Stored data entries
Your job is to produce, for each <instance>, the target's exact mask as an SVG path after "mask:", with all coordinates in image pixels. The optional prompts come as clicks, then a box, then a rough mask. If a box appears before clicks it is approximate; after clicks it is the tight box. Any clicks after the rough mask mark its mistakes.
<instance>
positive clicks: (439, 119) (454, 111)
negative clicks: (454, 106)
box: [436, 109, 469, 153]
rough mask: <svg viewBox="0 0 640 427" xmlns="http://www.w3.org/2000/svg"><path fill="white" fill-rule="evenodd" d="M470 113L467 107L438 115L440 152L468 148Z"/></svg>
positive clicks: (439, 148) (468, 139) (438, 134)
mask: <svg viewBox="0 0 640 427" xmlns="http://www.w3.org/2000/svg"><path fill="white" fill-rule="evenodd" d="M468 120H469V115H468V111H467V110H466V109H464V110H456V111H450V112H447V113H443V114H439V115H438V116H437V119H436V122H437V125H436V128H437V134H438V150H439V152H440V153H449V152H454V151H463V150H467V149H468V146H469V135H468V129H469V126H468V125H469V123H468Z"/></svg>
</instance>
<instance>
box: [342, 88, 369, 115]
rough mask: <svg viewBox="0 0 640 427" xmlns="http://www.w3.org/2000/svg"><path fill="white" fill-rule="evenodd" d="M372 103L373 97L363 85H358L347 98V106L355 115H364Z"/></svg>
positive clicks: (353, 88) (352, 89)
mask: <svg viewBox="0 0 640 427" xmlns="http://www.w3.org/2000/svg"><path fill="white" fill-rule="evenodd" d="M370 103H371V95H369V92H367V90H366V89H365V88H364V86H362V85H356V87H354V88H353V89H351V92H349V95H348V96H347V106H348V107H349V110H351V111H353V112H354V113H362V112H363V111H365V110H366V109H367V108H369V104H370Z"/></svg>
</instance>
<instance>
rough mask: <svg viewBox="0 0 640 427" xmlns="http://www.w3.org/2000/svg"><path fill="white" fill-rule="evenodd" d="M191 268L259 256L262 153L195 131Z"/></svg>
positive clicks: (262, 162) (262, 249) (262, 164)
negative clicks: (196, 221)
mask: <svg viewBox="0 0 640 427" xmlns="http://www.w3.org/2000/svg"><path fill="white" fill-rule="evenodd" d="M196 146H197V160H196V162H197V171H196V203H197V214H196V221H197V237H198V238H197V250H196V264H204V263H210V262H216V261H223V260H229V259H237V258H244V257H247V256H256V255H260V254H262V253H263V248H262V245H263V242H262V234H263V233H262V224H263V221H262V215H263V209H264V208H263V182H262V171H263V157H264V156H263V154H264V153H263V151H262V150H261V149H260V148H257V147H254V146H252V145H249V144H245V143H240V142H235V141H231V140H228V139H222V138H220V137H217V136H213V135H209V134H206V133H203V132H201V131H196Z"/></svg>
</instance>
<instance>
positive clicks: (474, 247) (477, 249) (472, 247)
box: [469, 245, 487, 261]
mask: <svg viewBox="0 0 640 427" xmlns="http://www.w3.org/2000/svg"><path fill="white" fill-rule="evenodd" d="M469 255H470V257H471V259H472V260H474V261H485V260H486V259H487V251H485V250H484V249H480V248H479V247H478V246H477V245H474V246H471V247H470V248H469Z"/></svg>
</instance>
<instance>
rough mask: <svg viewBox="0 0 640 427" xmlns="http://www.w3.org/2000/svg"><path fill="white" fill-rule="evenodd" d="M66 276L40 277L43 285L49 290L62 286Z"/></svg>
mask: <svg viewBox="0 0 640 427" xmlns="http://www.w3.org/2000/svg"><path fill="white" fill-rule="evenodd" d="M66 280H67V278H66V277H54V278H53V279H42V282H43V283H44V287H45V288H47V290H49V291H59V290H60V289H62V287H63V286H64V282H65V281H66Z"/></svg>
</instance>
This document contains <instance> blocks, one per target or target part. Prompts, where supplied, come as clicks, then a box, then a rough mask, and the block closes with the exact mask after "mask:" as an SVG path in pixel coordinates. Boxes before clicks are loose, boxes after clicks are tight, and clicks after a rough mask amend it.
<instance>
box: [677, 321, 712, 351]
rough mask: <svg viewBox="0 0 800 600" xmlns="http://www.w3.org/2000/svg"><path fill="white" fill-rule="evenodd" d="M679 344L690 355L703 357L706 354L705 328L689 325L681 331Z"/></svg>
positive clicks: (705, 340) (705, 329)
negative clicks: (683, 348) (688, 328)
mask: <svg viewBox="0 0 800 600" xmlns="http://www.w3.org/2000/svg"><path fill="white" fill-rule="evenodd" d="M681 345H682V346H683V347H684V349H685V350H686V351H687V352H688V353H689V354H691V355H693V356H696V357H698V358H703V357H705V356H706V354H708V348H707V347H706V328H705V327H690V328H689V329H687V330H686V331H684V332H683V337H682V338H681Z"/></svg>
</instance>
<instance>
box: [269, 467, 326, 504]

* TASK STATEMENT
Reproduce the entries exactly, starting at their first line and stopping after the line with "negative clicks: (454, 106)".

* OUTPUT FOR THIS EXERCISE
Your job is to produce, for each <instance>, the target's exact mask as an SVG path after "mask:", with all coordinates in image pixels. The optional prompts come as clicks, then a box, then a rough mask. If a box appears before clicks it is approximate; after clicks it is the tight box. Any clicks after the rough mask mark its mistakes.
<instance>
positive clicks: (439, 119) (454, 111)
negative clicks: (454, 106)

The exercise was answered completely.